Exercise instructions
Transcribe the part of the Harry Potter discussion post below that starts with "--- In HPforGrownups" and goes on through "in Dark Magic.".

Reading text
···
Bang! You're Dead. (was:Voldemorts animus...)

Geoff Bannister gbannister10 at aol.com
Mon Dec 1 14:49:55 UTC 2003


No: HPFGUIDX 86237

--- In HPforGrownups at yahoogroups.com, "arrowsmithbt" 
<arrowsmithbt at b...> wrote:


Kneasy:
> Note also that Moody was supposed to be the star Auror. Is he evil or
> stricken with a conscience that makes him run around chanting "Mea culpa?"
> No. It's also canon that the old Order had other Aurors as members. Didn't
> seem to bother Dumbledore much, so far as I can see. As the epitome of
> goodness you would expect him to take an immovable moral stand, but I 
> can't find any evidence of this. Moody is mentioned as one of his oldest
> friends, not an untouchable pariah who participated in Dark Magic.
···
Listing
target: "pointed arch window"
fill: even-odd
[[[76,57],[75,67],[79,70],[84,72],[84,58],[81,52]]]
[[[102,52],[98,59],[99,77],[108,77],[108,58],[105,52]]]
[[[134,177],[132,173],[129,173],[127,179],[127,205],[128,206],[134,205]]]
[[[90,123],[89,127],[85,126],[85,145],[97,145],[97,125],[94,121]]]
···
Response
--- In HPforGrownups at yahoogroups.com, "arrowsmithbt" 
<arrowsmithbt at b...> wrote:


Kneasy:
> Note also that Moody was supposed to be the star Auror. Is he evil or
> stricken with a conscience that makes him run around chanting "Mea culpa?"
> No. It's also canon that the old Order had other Aurors as members. Didn't
> seem to bother Dumbledore much, so far as I can see. As the epitome of
> goodness you would expect him to take an immovable moral stand, but I 
> can't find any evidence of this. Moody is mentioned as one of his oldest
> friends, not an untouchable pariah who participated in Dark Magic.